SELECTED EXTRACT:
⟨

# Formulating melt and pour recipes



## maggiemarieoc (Jan 11, 2016)

Hello I just recently got into soap making, but I started creating home made beauty products long ago. Now that I'm experimenting with M&P I want to add in all the yummy, skin loving ingredients that I use in my lotions and such. But I have no idea how to write up a formula for M&P. Some of the items I'm having trouble with are cranberry seed oil, powdered goats milk, and fruit powders for coloring purposes. I don't know how much wiggle room I have to add my additives before I destroy the M&P base. I've had bars way to soft, and some that melted the second it was near my shower. Please help!
Also is there any type of ingredients that I could add to my soaps that would counteract the issues I'm having due to adding to much butter/oils/additives? I've noticed that if I add in too much fat my soap bar doesn't lather as much, could I possibly add a few tbsp of vegetable glycerin to produce more bubbles? My other idea was about using beeswax. I've heard beeswax in CP actually makes the soap bars softer, is it the same for M&P? If it isn't could I possibly add it in to my recipe to make my bars harder. Thanks so much- I'm desperately hoping I can find a way to keep all my ingredients but still have a durable bar of soap!


----------



## hmlove1218 (Jan 11, 2016)

Bear in mind that I'm not an MP guru lol. The typical guideline for adding oils or butters is 1 top - 1 tbsp per pound of base. Anything much over that, as you've seen, can really cut down the lather. Once you've cut the lather, the only remedy is to add more base to bring the butter/oil amount back down.

⟩

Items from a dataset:
⟨

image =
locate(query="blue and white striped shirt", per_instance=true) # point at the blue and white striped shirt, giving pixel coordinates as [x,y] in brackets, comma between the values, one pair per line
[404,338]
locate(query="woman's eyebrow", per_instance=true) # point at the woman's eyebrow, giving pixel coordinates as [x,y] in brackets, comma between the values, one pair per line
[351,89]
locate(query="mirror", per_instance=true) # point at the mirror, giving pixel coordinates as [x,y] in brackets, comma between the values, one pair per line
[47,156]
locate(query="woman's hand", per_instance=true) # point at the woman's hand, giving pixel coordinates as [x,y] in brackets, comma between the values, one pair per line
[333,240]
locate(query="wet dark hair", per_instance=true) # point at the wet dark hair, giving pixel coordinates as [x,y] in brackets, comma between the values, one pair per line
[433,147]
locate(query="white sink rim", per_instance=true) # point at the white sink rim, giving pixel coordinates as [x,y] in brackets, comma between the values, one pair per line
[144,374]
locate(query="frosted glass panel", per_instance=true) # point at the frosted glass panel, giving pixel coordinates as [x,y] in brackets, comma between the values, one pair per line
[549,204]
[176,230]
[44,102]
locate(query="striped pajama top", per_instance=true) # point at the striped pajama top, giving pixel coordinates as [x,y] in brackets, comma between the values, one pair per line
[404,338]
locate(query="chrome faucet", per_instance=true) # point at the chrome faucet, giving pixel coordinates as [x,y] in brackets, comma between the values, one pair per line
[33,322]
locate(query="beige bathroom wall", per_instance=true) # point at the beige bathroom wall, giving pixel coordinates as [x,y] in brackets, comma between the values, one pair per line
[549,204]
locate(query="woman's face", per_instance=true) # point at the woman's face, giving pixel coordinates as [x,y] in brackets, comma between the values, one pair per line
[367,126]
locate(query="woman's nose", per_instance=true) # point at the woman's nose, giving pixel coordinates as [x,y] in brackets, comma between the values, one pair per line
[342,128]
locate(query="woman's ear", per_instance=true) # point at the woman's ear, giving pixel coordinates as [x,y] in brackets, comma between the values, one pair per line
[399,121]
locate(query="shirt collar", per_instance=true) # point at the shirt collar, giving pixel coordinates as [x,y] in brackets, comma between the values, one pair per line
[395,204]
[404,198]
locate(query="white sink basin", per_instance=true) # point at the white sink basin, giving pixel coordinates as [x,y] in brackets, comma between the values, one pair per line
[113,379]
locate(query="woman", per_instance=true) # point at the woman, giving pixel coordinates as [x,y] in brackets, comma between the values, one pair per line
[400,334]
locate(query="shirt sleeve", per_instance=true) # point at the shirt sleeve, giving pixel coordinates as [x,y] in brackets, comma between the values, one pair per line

⟩

SET EXERCISE 1:
Answer the following about the melt and pour recipe thread, each on its own line:
(a) Which ingredients does the first post name as causing trouble?
(b) What has the first poster heard about beeswax in CP soap?
(c) According to the reply, what is the only remedy once the lather has been cut?
SET EXERCISE 2:
Proceed with the melt and pour soap thread from the point at which it stops.

REPLY 1:
(a) Cranberry seed oil, powdered goats milk, and fruit powders used for coloring.
(b) That beeswax in CP actually makes the soap bars softer.
(c) Adding more base to bring the butter/oil amount back down.

REPLY 2:
Glycerin, in my opinion, should only be used sparingly to mix your colors/powdered additives into a paste before adding then to your base, and only if you're not adding in any carrier oils. Glycerin is extremely water soluble, so the more you add, the faster the soap will melt away in the shower.

Colorants will take a bit of experimentation to find how much you need for the hue that you want, but not so much that you color the lather.

Beeswax is not a good idea in MP as it actually makes the soaps softer - not to mention gives them a waxy feel. Soap Queen has a nice demonstration on her website. I'll try to link to it in a minute as I'm on my phone. However, in CP or HP it does make the bars harder and is generally used at 3% or less PPO.

ETA: Found it!
http://www.soapqueen.com/bath-and-body-tutorials/melt-and-pour-soap/beeswax-in-melt-pour-2/


----------



## maggiemarieoc (Jan 11, 2016)

Thanks I appreciate the info. If I get into cold process will I have the option to play with the ingredients a little more?


----------



## Stacy (Jan 11, 2016)

I don't do MP so I can't offer you any advice on that in particular, but keep in mind that soap and lotions etc are two different animals. Lotions soak in so all those expensive and luxurious ingredients go to good use, in soap the benefit is more limited. Even though you're not worried about the lye process changing your ingredients in MP you're still washing off all that good stuff.

Which not to say that your soap can't be luxurious, but it will never be a lotion. But then your lotion will never be a soap either!

The advice I've come away with from many research sessions is save the expensive and exotic for leave on.  You'll get a much better bang for your buck.

Not trying to dissuade you from your journey, just something to think about as to how far you might want to go with it!


----------



## maggiemarieoc (Jan 11, 2016)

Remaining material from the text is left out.